== Data for review ==
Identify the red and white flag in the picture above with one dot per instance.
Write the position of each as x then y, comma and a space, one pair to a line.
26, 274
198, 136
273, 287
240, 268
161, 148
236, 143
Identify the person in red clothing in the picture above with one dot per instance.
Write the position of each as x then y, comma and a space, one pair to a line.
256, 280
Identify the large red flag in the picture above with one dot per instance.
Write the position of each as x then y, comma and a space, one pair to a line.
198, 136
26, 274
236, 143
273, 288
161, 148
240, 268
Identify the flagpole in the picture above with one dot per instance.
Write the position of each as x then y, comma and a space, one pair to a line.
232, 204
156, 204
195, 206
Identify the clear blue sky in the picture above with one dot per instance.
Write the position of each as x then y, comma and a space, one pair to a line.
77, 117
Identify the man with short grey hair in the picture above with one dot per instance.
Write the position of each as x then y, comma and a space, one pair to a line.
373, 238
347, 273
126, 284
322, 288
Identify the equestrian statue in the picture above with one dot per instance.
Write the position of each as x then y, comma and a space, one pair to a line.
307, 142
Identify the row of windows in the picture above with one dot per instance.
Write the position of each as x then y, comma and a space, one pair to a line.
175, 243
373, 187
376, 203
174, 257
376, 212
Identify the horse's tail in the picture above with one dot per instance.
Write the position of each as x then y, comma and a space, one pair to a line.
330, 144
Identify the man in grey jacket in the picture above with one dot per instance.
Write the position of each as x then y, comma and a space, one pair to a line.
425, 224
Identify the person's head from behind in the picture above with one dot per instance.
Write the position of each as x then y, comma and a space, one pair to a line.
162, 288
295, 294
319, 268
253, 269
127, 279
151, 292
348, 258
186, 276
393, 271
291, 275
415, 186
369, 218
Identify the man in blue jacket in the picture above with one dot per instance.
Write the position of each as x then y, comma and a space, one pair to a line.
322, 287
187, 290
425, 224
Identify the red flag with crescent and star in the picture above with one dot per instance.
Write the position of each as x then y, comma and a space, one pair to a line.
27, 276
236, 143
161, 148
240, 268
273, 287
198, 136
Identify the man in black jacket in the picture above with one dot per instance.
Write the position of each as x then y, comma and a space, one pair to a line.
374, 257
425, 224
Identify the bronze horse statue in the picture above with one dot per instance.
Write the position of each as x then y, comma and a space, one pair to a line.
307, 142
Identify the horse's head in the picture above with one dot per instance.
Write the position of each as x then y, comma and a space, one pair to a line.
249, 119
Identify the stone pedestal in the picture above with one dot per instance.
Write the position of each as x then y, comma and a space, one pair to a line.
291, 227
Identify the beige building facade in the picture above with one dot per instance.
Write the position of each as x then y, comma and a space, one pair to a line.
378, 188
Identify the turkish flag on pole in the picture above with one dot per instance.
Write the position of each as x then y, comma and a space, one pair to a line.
===
Required action:
Retype, in the same exact form, the lines of the material above from the line holding "Identify the man with" through the line holding "Identify the equestrian".

Solved problem:
Identify the man with short grey hair in the picture above with one dot per instance.
Write the position of each as x then y, comma and a space, one pair to a line.
373, 238
347, 273
126, 284
322, 288
Identify the equestrian statue in the picture above with one dot per instance.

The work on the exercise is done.